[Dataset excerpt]
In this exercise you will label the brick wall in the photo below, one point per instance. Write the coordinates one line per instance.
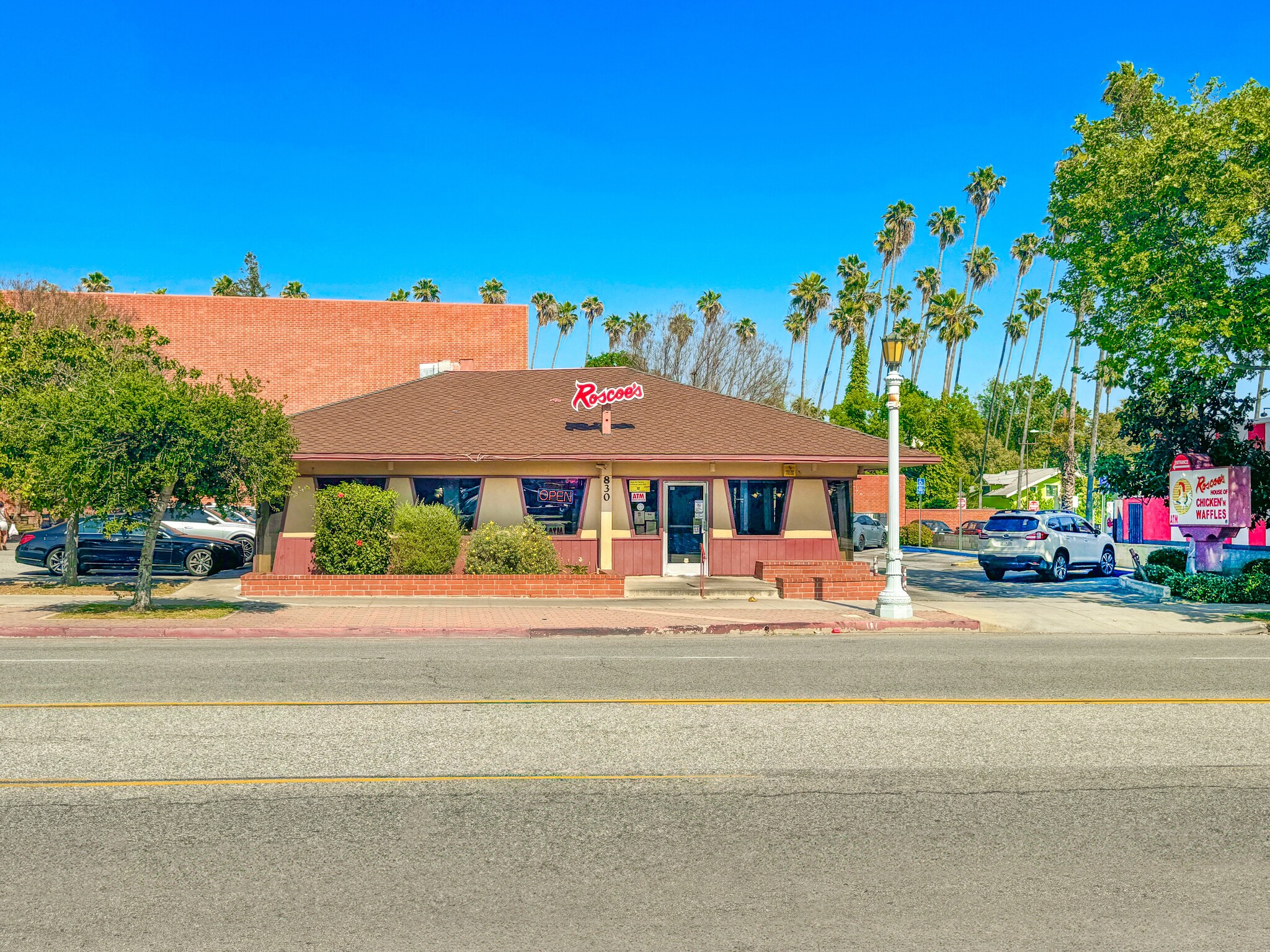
(437, 586)
(315, 352)
(869, 495)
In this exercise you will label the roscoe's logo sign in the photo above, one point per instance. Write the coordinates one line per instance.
(588, 395)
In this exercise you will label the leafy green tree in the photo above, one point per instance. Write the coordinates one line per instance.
(567, 316)
(493, 293)
(249, 284)
(1165, 209)
(593, 307)
(426, 289)
(95, 282)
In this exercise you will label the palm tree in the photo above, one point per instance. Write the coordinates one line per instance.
(982, 192)
(567, 316)
(928, 281)
(426, 289)
(493, 293)
(95, 282)
(546, 306)
(981, 271)
(946, 226)
(593, 309)
(796, 327)
(1033, 305)
(957, 319)
(810, 296)
(638, 327)
(615, 328)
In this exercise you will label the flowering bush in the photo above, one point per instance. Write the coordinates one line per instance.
(351, 528)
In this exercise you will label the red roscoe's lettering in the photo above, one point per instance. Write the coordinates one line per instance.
(1204, 485)
(588, 395)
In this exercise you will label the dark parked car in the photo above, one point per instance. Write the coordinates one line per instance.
(174, 551)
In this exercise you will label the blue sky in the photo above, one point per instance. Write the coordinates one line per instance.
(642, 152)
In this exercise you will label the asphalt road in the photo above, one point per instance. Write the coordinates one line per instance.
(634, 826)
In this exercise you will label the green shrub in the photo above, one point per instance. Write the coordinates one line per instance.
(1173, 558)
(523, 549)
(425, 540)
(351, 528)
(916, 535)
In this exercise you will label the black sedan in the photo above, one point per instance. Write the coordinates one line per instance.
(174, 551)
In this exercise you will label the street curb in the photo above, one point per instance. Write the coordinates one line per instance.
(783, 627)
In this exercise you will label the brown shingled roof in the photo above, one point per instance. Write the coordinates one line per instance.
(527, 415)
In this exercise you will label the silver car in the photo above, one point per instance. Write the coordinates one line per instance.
(866, 531)
(1049, 542)
(208, 522)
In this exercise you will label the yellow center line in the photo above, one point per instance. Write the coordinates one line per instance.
(664, 702)
(35, 782)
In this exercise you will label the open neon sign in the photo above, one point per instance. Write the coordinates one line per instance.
(590, 395)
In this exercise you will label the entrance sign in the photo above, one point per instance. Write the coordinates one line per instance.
(1210, 496)
(590, 395)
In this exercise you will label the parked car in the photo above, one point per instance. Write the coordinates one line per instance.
(866, 531)
(207, 522)
(174, 551)
(1049, 542)
(936, 526)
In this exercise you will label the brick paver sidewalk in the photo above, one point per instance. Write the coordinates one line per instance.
(478, 617)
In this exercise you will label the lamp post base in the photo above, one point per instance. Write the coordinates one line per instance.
(894, 610)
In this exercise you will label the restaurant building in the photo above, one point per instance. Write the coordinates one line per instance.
(629, 472)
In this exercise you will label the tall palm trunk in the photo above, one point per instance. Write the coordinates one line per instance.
(992, 407)
(802, 386)
(70, 552)
(557, 352)
(842, 357)
(819, 400)
(1094, 439)
(1032, 389)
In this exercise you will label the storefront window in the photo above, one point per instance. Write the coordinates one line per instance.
(644, 507)
(757, 506)
(328, 482)
(556, 505)
(461, 495)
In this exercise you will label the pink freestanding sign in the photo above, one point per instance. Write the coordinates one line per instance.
(1208, 505)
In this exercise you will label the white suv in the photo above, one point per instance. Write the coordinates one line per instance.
(210, 523)
(1049, 542)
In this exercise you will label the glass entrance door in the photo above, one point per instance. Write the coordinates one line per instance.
(686, 527)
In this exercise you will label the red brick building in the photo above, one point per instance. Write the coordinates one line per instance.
(313, 352)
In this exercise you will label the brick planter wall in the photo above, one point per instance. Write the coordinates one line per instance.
(596, 586)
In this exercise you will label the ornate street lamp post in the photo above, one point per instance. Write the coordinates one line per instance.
(893, 602)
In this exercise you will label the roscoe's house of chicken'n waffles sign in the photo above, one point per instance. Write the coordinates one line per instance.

- _Exercise details_
Keep the pictures out and write out the records exactly.

- _Response_
In this exercise you will label the brick wall in the photo below, one point per instance. Write the coordinates one line per instance.
(437, 586)
(315, 352)
(869, 495)
In this exercise you will label the roscoe's logo sign in the photo above, one point per instance. Write the coordinates one line per instance.
(588, 395)
In this exercise you will label the leafy green tree in the photo above, one point per instance. Write the coordinates one line per instance.
(567, 316)
(493, 293)
(249, 284)
(1165, 209)
(593, 307)
(426, 289)
(95, 282)
In this exercise you will label the palm tree in the photo above, one point per instance. Write the coordinates one line per instance.
(982, 192)
(567, 316)
(928, 281)
(426, 289)
(493, 293)
(95, 282)
(546, 306)
(981, 271)
(946, 226)
(593, 309)
(796, 327)
(1033, 305)
(957, 319)
(810, 296)
(638, 327)
(615, 328)
In this exercise you will label the flowering bush in the photo above, one point per instance. Write the coordinates one line per instance.
(351, 528)
In this exercise you will label the red roscoe's lettering in the photo above, one point per instance. Write the coordinates one line per instance.
(1204, 485)
(588, 395)
In this exercise you will label the dark parked car in the photo above, one point per instance. Write the coordinates one line per instance.
(174, 551)
In this exercise you will label the blue sky in the photo above, one point per instance. Write the coordinates one line per instance.
(642, 152)
In this exercise you will label the asphalt road in the photo above, one point per instance. Write the coordinates one line per instance.
(634, 826)
In this exercise you will label the green shrub in the photo above, one point per instance. Write the coordinates one line per instance.
(1173, 558)
(523, 549)
(425, 540)
(351, 528)
(916, 535)
In this exercise you will label the black sedan in the photo above, one point per instance. Write the coordinates one line per instance.
(174, 551)
In this exercise you will label the street curb in the photo above, one point per instance. Write the coordinates one line per instance.
(783, 627)
In this exercise you will label the brown shingled roof in the photo above, one point per instance. Write the coordinates one line per instance.
(527, 415)
In this exercise you will label the silver car in the photo above, one point per instance. Write the coordinates one line per instance.
(866, 531)
(1049, 542)
(208, 522)
In this exercise you will label the yellow center line in the photo above, one point per instance. Write the coordinates one line per instance.
(664, 702)
(35, 782)
In this exercise you will label the open neon sign in the photo above, one point per instance. Write the coordinates one line per instance.
(590, 395)
In this exercise you will label the entrance sign in the photo above, one point per instance. Write the coordinates one line per instance.
(1210, 496)
(590, 395)
In this exercise you will label the parked car in the photo above, one point per instance. Write the coordinates one line per instance.
(866, 531)
(207, 522)
(174, 551)
(1049, 542)
(936, 526)
In this exercise you will label the brick paver sidewalk in the photo above, one point per instance. Write the coordinates one line per instance.
(478, 617)
In this exercise you will label the lamp post base in the photo above, one point per instance. Write the coordinates one line per instance.
(894, 610)
In this exercise you will label the restaurant building in the photo above, one point per instance. Write the coordinates one line per instance.
(629, 472)
In this exercise you will label the tall palm trunk in the photo above, one point per instance. Write the coordinates one line per instance.
(992, 407)
(802, 386)
(70, 552)
(557, 352)
(842, 357)
(819, 400)
(1094, 439)
(1032, 389)
In this exercise you will label the storefront window in the photo above, one point per instance. Write the coordinates one line per instance.
(644, 507)
(757, 506)
(328, 482)
(556, 505)
(461, 495)
In this exercise you will label the pink freestanding sign in the photo above, one point per instance. Write the coordinates one line per instance.
(1208, 505)
In this exercise you will label the white suv in the photo above, one point per instance. Write the coordinates one line per instance.
(210, 523)
(1049, 542)
In this exercise you will label the glass entrance door in the photo above, one point per instance. Write the coordinates one line per instance.
(686, 527)
In this exercise you will label the red brick building in the photo above, one point per instance. Write the coordinates one line per instance.
(313, 352)
In this exercise you will label the brick planter wall in the photo above, one point per instance. Write the coordinates one line per instance.
(596, 586)
In this exercise you will label the ornate street lamp post in the photo above, one point per instance. Write the coordinates one line per instance.
(893, 602)
In this exercise you will label the roscoe's house of chicken'n waffles sign in the photo above, one point per instance. Write the coordinates one line per instance.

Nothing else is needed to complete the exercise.